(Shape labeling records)
---------------

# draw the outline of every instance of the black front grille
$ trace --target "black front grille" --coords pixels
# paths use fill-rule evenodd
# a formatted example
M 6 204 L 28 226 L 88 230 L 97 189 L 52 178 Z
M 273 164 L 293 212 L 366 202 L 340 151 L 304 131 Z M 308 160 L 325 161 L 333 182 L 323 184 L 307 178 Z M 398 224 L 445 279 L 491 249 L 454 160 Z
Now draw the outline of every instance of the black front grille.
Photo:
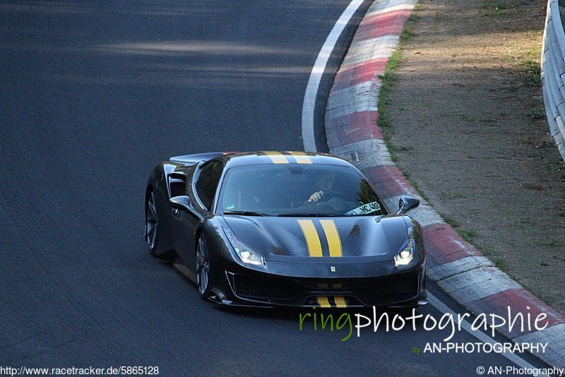
M 234 275 L 236 294 L 244 299 L 270 302 L 271 300 L 292 300 L 303 287 L 292 280 Z
M 417 273 L 343 279 L 281 279 L 232 274 L 231 281 L 234 293 L 249 300 L 315 306 L 318 297 L 340 297 L 345 298 L 347 306 L 370 306 L 391 305 L 413 299 L 419 293 L 419 279 Z

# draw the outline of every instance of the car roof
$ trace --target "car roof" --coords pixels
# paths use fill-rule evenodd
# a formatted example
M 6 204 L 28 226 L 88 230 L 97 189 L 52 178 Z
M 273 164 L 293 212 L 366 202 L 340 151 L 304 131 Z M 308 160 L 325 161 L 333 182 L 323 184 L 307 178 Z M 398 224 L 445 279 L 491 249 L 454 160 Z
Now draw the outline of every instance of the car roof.
M 258 164 L 315 164 L 335 166 L 351 164 L 338 157 L 313 152 L 261 151 L 229 153 L 220 159 L 230 167 Z
M 222 161 L 226 167 L 273 164 L 316 164 L 352 167 L 338 157 L 327 153 L 300 151 L 218 152 L 186 155 L 170 158 L 172 162 L 192 165 L 198 162 Z

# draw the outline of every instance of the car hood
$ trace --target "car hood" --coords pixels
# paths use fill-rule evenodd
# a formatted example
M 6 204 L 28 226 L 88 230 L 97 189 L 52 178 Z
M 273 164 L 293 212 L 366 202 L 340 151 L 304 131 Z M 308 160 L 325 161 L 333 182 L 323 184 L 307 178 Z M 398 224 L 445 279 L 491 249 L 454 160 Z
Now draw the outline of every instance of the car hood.
M 359 262 L 359 257 L 367 261 L 391 261 L 408 236 L 407 222 L 403 216 L 396 215 L 384 217 L 225 215 L 224 219 L 237 238 L 267 261 L 290 261 L 311 256 L 341 256 L 343 262 Z

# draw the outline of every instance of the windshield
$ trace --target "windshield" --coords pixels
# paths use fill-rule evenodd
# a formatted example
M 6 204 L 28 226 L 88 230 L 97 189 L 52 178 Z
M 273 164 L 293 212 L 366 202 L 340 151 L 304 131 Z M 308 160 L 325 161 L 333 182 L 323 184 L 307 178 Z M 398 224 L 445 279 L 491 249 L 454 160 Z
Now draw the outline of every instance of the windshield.
M 218 205 L 223 214 L 268 216 L 386 215 L 373 188 L 355 168 L 269 164 L 227 170 Z

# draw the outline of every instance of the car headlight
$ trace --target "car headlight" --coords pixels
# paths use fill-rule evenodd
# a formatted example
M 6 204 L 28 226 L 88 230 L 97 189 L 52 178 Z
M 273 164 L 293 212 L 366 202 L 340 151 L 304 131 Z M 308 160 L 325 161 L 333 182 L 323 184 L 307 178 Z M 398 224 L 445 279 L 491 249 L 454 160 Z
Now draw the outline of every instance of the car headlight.
M 263 256 L 255 251 L 243 241 L 235 237 L 232 229 L 224 227 L 225 235 L 230 240 L 230 244 L 235 250 L 235 253 L 244 263 L 249 263 L 255 265 L 265 265 L 265 259 Z
M 414 234 L 412 229 L 408 231 L 408 237 L 405 241 L 400 249 L 394 256 L 394 264 L 396 267 L 406 265 L 414 259 L 414 250 L 416 243 L 414 241 Z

---------------

**WORK TO BE COMPLETED**
Print all of the material above line for line without changing anything, but leave out the pictures.

**RESULT OF THIS TASK**
# draw the outline of every instance of the black front grille
$ trace --target "black front grille" --coords pixels
# paths use fill-rule evenodd
# a formatted example
M 6 204 L 28 226 L 88 230 L 97 189 L 52 178 Z
M 273 164 L 293 212 L 366 202 L 340 151 L 304 131 Z M 308 160 L 325 161 L 333 182 L 323 184 L 307 178 Z M 398 224 L 445 279 L 491 249 L 454 160 Z
Now draw the outline of every instance of the black front grille.
Photo:
M 234 275 L 236 294 L 244 299 L 270 302 L 271 300 L 292 300 L 303 287 L 292 280 Z
M 417 273 L 343 279 L 281 279 L 232 274 L 231 281 L 234 293 L 249 300 L 315 306 L 318 297 L 340 297 L 345 298 L 347 306 L 370 306 L 391 305 L 413 299 L 419 293 L 419 279 Z

# draw the outline of every instance of the car roof
$ trace --target "car roof" --coords pixels
# paths use fill-rule evenodd
# a formatted example
M 6 204 L 28 226 L 88 230 L 97 189 L 52 178 Z
M 273 164 L 293 212 L 366 202 L 340 151 L 304 131 Z M 308 160 L 325 161 L 333 182 L 323 184 L 307 178 Z M 398 224 L 445 279 L 491 249 L 454 160 Z
Now draw the outline of every instance of the car roof.
M 258 164 L 315 164 L 335 166 L 351 164 L 338 157 L 313 152 L 261 151 L 229 153 L 220 159 L 230 167 Z
M 222 161 L 226 167 L 273 164 L 316 164 L 352 167 L 338 157 L 327 153 L 300 151 L 218 152 L 186 155 L 170 158 L 172 162 L 192 165 L 198 162 Z

# draw the outline of every instance of the car hood
$ trace --target "car hood" --coords pixels
# paths use fill-rule evenodd
# a formatted example
M 6 204 L 28 226 L 88 230 L 97 189 L 52 178 Z
M 273 164 L 293 212 L 366 202 L 340 151 L 304 131 Z M 308 160 L 325 161 L 333 182 L 323 184 L 307 178 Z M 398 224 L 445 279 L 491 249 L 454 160 Z
Now draw the outline of every instance of the car hood.
M 359 262 L 359 257 L 367 261 L 391 261 L 408 236 L 407 222 L 403 216 L 396 215 L 384 217 L 225 215 L 224 219 L 237 238 L 267 261 L 290 261 L 311 256 L 341 256 L 343 262 Z

# draw the outline of every instance of the windshield
$ trace --target "windshield" --coords pixels
# paths use fill-rule evenodd
# a formatted example
M 6 204 L 28 226 L 88 230 L 97 189 L 52 178 Z
M 273 164 L 293 212 L 366 202 L 340 151 L 304 131 Z M 308 160 L 325 161 L 333 182 L 323 184 L 307 178 Z M 398 224 L 445 279 L 491 249 L 454 160 Z
Now draw the outline of every instance of the windshield.
M 218 205 L 223 214 L 268 216 L 386 215 L 373 188 L 355 168 L 269 164 L 227 170 Z

# draw the outline of every instance of the car headlight
$ trace --target "car headlight" --coords pixels
# paths use fill-rule evenodd
# a formatted example
M 6 204 L 28 226 L 88 230 L 97 189 L 52 178 Z
M 273 164 L 293 212 L 366 202 L 340 151 L 304 131 Z M 308 160 L 325 161 L 333 182 L 323 184 L 307 178 Z M 398 224 L 445 279 L 491 249 L 454 160 Z
Now draw the outline of every instance of the car headlight.
M 263 256 L 255 251 L 243 241 L 235 237 L 232 229 L 224 227 L 225 235 L 230 240 L 230 244 L 235 250 L 235 253 L 244 263 L 249 263 L 255 265 L 265 265 L 265 259 Z
M 414 234 L 412 229 L 408 231 L 408 237 L 405 241 L 400 249 L 394 256 L 394 264 L 396 267 L 406 265 L 414 259 L 414 250 L 416 243 L 414 241 Z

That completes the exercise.